Così non è per la giustizia amministrativa, che evoca i mezzi che una legge dello Stato ha predisposto a tutela di interessi e situazioni giuridiche nei confronti della P.A. [3]; per la giustizia civile, i cui mezzi di tutela riguardano le leggi di diritto civile; per la giustizia penale, tributaria e così via. In generale, invece, una «giustizia privata» (nel senso lato di attività non giurisdizionale) ha dimora nel nostro ordinamento nei limiti in cui sia previsto il controllo dell’autorità giudiziaria sulle sue pronunce [4].

Il problema della giustizia sportiva sconta un’antinomia: un ordinamento definito dalle Federazioni Sportive Nazionali [5], soggetti con organizzazione propria a livello internazionale, ma sui quali si irradia una valenza pubblicistica per la loro partecipazione al Governo dello sport italiano, esercitato da un ente pubblico (il CONI): in ciò è insita la loro autarchia, ossia la titolarità di potestà pubblicistiche, con conseguenti poteri di autotutela (di annullamento o di revoca di atti amministrativi viziati), di convalida e ratifica. La metafora del Giano bifronte pare azzeccata [6].

L’antinomia è stata risolta così (è la legge 17 ottobre 2003, n. 280): i soggetti dell’ordinamento sportivo sono tenuti ad agire «in maniera conforme sia alle norme dell’ordinamento statale di riferimento, sia ai precetti dell’ordinamento sportivo internazionale con differente grado di autonomia o di dipendenza» [7]. Le parole utilizzate dal legislatore non sembrano casuali. Conformarsi significa adattarsi ad un modello, e i modelli cui fare riferimento sono due: le norme dell’ordinamento statale; i precetti dell’ordinamento sportivo. La norma è una regola di condotta di fonte statuale; il precetto – nell’ordinamento sportivo – è un comando contenuto nella disposizione di fonte convenzionale, ma che assume carattere vincolante anche per l’ordinamento dello Stato proprio in virtù del richiamo espresso di cui alla legge n. 280/2003 [8].

Può, dunque, accadere che allo stesso fatto sportivo vengano attribuiti valutazioni ed effetti giuridici diversi a seconda dell’ordinamento preso in considerazione.

◆ **Lavoro da svolgere**
Stabilisci se ciascuna affermazione concorda con il brano sulla giustizia sportiva: (a) l'antinomia è stata risolta con la legge 17 ottobre 2003, n. 280; (b) il CONI è un ente privato; (c) il precetto dell'ordinamento sportivo è una regola di condotta di fonte statuale. Rispondi sì o no a ognuna, citando alla lettera le parole del brano che lo decidono. Le voci provengono da una fonte diversa.

Voci
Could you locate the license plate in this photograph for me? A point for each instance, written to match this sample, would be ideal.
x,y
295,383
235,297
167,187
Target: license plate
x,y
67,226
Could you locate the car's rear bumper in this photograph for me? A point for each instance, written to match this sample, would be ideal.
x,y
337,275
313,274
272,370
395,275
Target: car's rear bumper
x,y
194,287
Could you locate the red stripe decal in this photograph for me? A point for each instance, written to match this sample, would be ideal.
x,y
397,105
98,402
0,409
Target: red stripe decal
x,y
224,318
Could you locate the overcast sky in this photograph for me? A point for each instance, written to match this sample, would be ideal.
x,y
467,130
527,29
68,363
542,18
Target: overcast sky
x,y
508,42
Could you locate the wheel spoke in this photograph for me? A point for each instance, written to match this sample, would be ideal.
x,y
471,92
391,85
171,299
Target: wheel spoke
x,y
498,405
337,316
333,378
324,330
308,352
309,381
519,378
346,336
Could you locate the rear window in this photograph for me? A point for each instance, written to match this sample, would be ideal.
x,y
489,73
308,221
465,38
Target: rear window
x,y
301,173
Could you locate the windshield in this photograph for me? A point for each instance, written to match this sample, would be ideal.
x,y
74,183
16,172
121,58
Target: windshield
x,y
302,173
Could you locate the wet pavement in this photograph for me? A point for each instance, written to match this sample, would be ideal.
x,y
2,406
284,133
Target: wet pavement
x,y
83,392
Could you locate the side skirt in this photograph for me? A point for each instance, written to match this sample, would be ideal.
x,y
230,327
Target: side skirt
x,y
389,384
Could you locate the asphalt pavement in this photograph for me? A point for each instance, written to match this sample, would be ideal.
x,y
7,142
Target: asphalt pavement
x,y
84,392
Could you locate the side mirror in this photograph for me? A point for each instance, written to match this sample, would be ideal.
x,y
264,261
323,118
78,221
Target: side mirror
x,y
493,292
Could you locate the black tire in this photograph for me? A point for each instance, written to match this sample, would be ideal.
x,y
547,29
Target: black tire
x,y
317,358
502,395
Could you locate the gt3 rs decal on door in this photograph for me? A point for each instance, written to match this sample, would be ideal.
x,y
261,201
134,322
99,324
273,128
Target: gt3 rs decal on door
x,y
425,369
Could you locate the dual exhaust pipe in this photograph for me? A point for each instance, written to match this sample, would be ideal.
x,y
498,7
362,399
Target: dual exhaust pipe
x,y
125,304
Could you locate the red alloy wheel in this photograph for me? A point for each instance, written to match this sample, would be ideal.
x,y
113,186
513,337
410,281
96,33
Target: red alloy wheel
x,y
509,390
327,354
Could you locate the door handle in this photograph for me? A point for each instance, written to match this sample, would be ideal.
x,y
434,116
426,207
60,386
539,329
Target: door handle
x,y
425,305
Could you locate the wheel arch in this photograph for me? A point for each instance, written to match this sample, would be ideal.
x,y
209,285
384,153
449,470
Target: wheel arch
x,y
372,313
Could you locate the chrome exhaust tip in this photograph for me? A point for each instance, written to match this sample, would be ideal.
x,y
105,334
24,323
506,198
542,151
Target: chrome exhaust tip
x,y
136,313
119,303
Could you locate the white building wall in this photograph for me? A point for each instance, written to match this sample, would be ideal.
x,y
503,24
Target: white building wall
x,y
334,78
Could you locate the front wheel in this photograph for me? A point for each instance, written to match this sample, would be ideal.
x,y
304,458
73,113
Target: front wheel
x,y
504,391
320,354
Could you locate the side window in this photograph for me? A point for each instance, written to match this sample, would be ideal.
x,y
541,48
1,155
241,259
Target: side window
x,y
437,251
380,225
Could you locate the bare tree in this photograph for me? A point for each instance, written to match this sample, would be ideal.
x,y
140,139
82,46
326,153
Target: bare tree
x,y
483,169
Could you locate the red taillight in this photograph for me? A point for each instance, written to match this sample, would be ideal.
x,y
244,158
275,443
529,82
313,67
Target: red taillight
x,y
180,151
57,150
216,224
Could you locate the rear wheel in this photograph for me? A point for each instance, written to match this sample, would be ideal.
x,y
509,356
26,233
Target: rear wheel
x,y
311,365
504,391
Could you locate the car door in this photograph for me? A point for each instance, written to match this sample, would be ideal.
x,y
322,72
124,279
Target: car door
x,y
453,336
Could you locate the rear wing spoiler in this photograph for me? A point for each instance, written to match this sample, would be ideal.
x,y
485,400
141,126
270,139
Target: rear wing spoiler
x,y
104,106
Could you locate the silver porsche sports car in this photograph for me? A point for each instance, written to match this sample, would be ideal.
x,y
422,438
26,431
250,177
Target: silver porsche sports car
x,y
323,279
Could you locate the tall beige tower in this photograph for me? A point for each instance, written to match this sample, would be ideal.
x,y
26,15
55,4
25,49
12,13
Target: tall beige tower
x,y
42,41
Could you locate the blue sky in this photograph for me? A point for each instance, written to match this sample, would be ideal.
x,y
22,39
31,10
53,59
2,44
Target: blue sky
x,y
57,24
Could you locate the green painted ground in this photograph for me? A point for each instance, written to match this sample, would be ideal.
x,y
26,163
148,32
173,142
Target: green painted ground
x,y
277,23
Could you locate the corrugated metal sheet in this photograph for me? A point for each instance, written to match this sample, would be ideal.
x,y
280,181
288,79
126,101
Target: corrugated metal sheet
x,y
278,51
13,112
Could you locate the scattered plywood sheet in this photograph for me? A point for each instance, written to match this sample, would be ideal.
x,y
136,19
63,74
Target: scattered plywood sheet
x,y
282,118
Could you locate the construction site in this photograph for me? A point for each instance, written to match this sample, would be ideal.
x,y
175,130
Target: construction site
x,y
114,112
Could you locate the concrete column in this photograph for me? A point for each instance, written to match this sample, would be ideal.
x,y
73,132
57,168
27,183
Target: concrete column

==

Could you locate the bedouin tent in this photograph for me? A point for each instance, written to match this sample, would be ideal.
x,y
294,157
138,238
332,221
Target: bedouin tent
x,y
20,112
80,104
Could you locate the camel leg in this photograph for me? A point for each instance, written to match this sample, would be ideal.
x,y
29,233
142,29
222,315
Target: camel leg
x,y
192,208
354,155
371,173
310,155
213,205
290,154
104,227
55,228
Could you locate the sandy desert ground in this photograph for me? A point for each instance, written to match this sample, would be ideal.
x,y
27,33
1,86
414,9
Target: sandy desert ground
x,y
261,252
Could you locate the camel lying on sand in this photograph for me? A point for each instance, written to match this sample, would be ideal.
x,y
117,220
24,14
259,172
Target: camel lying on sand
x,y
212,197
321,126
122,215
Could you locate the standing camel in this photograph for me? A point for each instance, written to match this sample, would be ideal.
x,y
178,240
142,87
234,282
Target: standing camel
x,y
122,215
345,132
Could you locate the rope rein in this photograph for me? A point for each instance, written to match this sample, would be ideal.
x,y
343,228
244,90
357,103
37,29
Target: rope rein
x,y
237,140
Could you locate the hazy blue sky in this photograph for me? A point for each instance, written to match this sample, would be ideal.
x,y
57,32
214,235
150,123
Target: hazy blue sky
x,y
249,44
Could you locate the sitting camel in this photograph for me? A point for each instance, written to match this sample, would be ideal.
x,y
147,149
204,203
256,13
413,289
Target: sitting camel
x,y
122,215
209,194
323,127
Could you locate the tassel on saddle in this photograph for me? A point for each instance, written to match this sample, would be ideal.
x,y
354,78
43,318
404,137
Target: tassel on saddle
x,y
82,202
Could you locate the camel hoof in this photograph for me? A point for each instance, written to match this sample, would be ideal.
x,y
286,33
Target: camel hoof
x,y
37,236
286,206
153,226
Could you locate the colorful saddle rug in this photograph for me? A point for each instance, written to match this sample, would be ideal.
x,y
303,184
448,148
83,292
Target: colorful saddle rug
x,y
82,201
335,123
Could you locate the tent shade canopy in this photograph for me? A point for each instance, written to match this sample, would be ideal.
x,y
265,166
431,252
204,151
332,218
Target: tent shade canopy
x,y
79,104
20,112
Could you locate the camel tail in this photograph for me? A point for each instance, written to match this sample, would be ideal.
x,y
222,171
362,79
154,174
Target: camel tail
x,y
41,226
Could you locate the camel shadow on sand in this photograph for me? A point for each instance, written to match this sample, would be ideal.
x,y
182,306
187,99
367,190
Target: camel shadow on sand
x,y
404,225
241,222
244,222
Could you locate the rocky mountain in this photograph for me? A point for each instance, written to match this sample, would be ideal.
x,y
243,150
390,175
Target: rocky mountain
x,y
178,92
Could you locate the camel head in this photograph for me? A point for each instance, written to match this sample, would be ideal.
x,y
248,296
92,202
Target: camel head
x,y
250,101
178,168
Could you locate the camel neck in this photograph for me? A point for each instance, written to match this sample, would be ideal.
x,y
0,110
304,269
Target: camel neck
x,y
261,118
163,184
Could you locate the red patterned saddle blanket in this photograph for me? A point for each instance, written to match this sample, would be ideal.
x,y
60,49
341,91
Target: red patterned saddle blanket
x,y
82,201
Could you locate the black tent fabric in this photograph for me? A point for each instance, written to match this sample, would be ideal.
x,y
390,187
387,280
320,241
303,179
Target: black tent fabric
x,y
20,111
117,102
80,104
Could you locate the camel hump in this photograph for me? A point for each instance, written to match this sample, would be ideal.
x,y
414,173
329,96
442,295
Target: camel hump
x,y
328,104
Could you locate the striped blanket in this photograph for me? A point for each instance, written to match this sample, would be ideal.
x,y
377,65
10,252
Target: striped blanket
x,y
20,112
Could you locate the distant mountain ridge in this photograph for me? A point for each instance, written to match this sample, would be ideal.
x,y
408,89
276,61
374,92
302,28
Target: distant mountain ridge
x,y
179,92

* * *

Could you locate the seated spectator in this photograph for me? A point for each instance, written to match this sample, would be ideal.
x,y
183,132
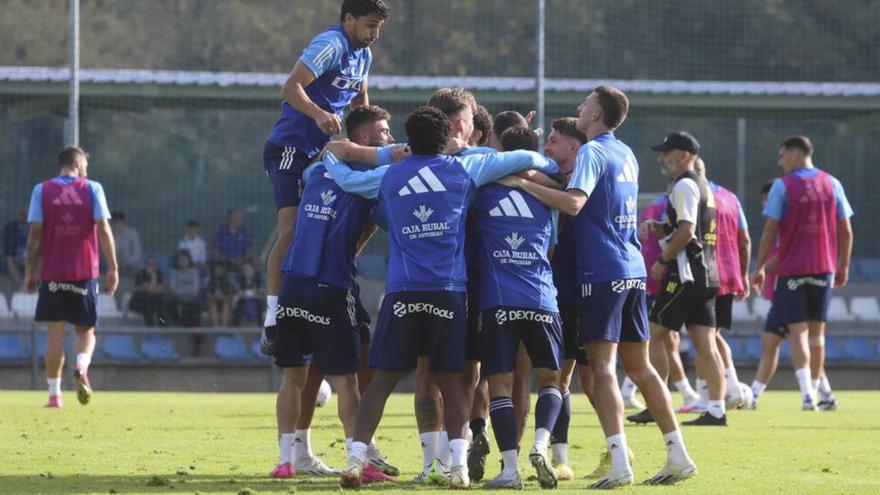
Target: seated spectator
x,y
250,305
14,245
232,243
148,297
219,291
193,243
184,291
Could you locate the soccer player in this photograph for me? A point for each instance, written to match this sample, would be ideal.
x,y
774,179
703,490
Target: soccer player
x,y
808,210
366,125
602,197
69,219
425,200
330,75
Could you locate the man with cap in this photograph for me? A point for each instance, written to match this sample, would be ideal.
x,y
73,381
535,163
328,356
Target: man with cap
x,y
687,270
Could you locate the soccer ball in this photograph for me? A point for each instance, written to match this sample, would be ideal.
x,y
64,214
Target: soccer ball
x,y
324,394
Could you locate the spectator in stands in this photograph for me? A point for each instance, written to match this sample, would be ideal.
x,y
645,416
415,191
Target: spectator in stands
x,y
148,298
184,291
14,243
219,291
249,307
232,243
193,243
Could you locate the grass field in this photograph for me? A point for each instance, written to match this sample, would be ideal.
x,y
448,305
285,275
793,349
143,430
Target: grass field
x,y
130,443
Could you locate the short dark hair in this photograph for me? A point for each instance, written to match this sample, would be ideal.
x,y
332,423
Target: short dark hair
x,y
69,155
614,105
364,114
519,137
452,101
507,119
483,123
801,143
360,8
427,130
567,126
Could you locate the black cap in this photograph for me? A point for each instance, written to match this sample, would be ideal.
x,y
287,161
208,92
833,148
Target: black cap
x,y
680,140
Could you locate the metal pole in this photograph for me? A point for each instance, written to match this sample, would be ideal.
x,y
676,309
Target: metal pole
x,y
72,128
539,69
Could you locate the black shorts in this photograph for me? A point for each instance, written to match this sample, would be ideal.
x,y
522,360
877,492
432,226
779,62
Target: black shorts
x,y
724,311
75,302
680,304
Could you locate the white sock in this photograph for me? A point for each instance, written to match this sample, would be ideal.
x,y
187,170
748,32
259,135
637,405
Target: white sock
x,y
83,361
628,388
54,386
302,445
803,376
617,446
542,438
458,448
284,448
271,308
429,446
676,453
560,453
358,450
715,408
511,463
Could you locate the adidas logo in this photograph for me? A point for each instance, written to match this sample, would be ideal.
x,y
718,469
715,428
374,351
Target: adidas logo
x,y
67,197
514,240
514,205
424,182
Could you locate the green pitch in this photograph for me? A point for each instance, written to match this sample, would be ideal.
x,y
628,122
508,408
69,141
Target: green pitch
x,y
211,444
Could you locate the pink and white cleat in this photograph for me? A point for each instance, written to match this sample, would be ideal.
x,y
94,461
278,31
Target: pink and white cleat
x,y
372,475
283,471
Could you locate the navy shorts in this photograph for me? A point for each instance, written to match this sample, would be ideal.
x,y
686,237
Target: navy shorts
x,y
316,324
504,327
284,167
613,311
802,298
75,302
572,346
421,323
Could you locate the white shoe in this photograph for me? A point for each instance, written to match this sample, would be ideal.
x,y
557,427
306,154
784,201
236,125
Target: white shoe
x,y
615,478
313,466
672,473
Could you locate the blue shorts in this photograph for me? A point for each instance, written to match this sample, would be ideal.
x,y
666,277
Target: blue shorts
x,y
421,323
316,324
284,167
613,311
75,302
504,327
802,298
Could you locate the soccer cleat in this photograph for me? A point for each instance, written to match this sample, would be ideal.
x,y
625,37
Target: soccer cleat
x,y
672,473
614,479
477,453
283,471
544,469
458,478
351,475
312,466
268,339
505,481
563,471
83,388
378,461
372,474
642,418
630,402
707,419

◆ **Risultato**
(a) Sì: «L’antinomia è stata risolta così (è la legge 17 ottobre 2003, n. 280)».
(b) No: «esercitato da un ente pubblico (il CONI)».
(c) No: «il precetto – nell’ordinamento sportivo – è un comando contenuto nella disposizione di fonte convenzionale».